Outline listing =
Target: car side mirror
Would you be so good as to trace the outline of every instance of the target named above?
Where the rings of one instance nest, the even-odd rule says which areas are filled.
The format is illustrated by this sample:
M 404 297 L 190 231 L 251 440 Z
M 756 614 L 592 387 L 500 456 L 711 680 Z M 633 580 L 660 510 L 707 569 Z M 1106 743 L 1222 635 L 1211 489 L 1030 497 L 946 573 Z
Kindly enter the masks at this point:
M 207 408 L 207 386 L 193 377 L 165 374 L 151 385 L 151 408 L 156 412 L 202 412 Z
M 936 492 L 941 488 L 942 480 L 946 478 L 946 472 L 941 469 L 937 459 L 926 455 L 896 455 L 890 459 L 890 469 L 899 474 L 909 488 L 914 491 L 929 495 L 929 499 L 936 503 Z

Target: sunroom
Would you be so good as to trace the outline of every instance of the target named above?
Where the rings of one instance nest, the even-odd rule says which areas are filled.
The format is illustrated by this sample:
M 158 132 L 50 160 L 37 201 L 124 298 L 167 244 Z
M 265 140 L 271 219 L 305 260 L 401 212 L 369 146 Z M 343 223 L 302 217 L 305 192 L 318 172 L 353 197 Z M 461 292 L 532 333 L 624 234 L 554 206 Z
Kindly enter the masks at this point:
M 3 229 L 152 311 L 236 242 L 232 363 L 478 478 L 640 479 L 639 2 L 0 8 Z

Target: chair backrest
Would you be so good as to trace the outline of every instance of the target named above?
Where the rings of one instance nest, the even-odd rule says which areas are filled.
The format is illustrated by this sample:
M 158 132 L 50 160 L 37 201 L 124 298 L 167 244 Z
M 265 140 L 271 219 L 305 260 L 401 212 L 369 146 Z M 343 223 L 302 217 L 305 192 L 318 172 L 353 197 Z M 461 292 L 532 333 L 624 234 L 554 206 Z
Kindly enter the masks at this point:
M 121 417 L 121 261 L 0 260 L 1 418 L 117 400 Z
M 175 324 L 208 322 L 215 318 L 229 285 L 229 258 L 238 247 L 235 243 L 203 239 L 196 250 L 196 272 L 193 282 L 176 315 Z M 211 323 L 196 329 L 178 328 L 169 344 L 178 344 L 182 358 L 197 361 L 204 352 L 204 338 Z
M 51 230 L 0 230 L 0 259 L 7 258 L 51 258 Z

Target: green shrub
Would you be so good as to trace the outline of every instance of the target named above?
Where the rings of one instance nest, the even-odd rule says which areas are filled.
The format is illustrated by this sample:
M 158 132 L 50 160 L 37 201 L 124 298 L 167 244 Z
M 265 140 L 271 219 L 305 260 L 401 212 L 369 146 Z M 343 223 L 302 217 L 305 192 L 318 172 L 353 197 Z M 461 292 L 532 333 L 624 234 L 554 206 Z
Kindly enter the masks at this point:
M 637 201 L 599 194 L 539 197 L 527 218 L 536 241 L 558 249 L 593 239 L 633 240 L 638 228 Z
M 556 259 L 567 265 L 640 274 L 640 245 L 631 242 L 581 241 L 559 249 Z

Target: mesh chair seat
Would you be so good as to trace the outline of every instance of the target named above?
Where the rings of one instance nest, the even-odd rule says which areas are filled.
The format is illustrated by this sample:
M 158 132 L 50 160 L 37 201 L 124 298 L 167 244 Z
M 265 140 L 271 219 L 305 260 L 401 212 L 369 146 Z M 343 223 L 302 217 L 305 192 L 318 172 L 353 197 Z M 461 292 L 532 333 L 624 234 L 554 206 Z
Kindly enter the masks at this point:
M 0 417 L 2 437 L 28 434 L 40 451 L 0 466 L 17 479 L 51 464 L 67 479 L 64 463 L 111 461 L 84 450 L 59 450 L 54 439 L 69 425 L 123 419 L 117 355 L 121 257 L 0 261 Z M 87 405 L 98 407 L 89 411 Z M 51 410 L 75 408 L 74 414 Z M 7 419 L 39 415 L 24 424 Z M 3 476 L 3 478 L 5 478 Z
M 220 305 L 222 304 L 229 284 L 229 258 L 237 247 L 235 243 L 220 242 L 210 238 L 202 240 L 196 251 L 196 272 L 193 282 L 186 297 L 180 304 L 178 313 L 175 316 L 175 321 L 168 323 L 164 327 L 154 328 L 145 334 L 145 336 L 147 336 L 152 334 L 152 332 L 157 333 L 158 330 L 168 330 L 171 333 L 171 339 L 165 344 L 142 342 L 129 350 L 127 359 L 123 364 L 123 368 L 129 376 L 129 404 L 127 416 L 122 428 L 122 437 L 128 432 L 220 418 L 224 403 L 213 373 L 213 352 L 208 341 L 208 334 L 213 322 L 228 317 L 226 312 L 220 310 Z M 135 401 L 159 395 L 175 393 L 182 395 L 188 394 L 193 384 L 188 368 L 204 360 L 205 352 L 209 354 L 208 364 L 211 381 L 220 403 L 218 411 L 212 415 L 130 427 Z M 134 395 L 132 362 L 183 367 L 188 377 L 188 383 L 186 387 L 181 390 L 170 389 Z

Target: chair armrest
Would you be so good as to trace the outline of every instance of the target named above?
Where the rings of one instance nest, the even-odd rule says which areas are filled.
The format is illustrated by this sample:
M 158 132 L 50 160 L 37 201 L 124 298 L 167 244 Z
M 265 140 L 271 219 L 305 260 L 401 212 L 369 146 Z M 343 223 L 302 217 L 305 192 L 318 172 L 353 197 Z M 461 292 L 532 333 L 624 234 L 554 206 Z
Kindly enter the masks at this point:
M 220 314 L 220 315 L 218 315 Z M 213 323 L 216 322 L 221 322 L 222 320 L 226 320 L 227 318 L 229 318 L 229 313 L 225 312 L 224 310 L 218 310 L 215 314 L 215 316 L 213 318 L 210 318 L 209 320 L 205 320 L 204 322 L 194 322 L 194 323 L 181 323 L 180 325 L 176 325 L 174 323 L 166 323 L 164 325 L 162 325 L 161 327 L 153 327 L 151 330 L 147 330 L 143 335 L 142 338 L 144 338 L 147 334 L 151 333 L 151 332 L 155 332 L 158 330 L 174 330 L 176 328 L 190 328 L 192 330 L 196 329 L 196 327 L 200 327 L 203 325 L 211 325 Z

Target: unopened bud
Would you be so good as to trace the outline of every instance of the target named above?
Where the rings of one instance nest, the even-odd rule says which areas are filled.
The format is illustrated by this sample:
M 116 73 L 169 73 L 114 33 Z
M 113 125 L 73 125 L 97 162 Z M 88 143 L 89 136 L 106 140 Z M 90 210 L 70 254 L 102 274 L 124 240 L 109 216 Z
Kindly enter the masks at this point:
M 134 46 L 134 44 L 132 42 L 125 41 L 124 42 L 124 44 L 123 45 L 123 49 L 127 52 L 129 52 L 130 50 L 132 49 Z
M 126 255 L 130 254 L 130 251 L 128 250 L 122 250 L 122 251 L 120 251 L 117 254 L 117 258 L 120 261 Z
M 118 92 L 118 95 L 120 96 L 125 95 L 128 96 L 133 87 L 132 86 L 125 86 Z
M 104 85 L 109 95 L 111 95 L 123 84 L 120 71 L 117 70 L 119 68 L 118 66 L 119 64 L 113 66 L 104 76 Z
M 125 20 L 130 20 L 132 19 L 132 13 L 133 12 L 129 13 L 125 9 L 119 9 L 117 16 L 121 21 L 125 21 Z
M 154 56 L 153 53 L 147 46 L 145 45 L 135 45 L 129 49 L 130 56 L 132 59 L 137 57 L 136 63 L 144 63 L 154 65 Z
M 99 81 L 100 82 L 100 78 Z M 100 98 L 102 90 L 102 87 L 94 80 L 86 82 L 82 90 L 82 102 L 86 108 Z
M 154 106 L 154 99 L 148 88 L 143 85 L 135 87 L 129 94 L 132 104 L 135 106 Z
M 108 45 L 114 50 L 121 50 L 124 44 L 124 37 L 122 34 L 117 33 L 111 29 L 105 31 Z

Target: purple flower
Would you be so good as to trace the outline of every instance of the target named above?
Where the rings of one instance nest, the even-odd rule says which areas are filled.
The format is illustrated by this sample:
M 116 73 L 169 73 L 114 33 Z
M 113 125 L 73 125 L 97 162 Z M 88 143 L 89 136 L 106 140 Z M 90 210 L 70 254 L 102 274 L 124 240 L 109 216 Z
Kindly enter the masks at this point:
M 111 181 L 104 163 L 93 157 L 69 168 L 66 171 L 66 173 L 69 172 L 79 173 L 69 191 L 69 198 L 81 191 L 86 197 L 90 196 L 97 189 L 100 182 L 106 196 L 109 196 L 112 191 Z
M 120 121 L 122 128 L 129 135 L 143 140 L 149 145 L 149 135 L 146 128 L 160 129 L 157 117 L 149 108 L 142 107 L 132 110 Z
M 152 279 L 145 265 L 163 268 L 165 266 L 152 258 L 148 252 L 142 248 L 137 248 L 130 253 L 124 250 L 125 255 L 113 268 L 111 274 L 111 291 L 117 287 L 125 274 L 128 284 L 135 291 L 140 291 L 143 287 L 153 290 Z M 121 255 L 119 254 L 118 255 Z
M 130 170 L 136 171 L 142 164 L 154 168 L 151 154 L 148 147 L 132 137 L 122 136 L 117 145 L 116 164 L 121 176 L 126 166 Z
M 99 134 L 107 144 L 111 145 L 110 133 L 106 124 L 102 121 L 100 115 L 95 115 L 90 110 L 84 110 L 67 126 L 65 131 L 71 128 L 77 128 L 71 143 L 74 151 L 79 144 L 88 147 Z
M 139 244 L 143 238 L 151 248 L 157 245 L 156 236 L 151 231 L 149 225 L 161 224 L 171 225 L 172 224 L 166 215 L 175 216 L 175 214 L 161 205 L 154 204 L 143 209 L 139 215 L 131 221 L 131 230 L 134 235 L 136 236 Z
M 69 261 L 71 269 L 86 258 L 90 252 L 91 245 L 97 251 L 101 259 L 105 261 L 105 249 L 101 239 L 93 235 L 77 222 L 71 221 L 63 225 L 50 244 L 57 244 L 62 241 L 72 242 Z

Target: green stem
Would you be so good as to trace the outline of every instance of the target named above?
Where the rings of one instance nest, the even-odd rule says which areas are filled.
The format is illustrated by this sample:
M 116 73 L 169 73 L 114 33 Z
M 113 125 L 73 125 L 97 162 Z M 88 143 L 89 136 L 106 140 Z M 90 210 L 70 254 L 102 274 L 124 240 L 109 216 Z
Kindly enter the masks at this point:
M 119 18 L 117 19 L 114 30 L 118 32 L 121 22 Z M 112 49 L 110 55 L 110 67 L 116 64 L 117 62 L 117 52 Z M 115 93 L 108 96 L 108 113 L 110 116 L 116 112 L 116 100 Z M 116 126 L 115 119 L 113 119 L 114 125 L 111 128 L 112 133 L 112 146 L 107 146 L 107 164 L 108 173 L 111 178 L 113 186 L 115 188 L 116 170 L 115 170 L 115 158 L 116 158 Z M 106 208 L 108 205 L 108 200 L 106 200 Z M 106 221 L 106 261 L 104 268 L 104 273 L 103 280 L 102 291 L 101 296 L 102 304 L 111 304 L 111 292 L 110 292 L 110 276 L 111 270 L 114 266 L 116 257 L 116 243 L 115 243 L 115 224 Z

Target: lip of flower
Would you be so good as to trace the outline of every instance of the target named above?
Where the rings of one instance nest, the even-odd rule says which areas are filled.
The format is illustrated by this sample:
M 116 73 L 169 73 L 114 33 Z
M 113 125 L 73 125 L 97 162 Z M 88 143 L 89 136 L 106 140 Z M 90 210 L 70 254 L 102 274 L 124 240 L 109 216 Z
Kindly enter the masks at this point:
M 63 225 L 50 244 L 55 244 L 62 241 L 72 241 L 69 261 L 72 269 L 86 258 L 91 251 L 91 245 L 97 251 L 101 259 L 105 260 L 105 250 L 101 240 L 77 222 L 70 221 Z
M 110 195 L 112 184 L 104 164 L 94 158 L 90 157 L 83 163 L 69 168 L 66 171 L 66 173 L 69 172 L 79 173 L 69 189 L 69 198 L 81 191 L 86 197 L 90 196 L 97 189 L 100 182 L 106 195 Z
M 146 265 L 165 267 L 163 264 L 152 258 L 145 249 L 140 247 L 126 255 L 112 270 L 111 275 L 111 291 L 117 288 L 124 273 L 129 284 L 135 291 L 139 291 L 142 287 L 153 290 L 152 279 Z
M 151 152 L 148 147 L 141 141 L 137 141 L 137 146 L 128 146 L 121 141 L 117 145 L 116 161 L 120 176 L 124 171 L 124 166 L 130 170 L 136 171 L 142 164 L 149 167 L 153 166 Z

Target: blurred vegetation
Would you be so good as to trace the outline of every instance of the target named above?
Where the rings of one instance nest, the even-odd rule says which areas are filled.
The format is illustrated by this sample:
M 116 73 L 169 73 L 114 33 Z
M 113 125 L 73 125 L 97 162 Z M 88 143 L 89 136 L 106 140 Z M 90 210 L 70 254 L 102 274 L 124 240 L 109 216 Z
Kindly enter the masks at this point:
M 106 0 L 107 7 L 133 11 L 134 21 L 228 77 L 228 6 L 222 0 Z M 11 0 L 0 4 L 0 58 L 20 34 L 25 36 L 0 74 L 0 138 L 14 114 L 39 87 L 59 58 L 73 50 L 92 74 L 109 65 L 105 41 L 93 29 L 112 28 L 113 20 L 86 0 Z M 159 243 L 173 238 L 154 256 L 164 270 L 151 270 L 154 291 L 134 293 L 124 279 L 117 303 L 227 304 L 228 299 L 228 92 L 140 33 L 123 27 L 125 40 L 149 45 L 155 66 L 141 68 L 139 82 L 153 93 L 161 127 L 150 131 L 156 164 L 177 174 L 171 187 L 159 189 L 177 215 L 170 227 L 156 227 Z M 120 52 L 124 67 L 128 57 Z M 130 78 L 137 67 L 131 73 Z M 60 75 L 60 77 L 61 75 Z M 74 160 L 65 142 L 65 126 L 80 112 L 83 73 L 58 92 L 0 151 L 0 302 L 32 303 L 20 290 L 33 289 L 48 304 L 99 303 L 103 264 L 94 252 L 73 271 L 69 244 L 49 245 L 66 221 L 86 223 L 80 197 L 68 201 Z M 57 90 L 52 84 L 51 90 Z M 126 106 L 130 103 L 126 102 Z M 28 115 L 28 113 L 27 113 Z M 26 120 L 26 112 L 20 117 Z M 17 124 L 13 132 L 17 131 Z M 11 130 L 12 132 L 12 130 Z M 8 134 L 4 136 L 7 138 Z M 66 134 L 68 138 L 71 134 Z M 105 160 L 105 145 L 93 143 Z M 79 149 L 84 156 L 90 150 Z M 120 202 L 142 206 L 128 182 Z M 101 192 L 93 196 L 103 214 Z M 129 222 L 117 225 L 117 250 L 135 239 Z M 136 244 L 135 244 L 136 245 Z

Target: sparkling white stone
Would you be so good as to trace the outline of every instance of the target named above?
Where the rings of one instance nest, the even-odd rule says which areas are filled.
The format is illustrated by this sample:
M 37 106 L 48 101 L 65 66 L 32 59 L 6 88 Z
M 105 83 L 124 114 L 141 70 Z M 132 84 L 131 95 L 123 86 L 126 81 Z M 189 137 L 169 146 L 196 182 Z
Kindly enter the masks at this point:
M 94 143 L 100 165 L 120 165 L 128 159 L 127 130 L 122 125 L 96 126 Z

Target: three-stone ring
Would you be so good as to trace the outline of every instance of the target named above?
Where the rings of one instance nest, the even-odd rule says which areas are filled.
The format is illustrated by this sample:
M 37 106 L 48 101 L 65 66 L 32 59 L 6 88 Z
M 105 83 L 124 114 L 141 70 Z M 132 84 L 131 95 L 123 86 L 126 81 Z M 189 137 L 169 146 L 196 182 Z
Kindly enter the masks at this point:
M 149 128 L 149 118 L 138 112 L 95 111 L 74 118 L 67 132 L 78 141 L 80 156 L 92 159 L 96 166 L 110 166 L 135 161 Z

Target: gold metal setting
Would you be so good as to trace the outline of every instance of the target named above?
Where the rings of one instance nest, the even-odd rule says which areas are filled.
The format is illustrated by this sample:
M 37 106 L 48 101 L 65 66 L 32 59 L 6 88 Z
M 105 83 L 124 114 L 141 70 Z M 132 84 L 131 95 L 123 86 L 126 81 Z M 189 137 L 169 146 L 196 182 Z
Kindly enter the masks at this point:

Problem to work on =
Could you give the lines of the listing again, starting with the line with "Target: three-stone ring" and going on through the line with "M 149 128 L", with "trace" swapped for "draw" and nothing else altered?

Full response =
Target: three-stone ring
Would you be so good as to draw the outline of every instance of the target named above?
Where the rings of one instance nest, the even-odd rule says which areas are filled.
The format is illustrated by this sample:
M 37 106 L 48 101 L 65 66 L 32 59 L 6 88 Z
M 105 83 L 124 114 L 141 70 Z M 132 84 L 131 95 L 123 86 L 126 81 Z M 189 137 L 169 146 L 196 182 Z
Kindly enter the masks at this point:
M 149 128 L 149 118 L 138 112 L 95 111 L 74 118 L 67 132 L 78 141 L 80 156 L 92 159 L 96 166 L 110 166 L 135 161 Z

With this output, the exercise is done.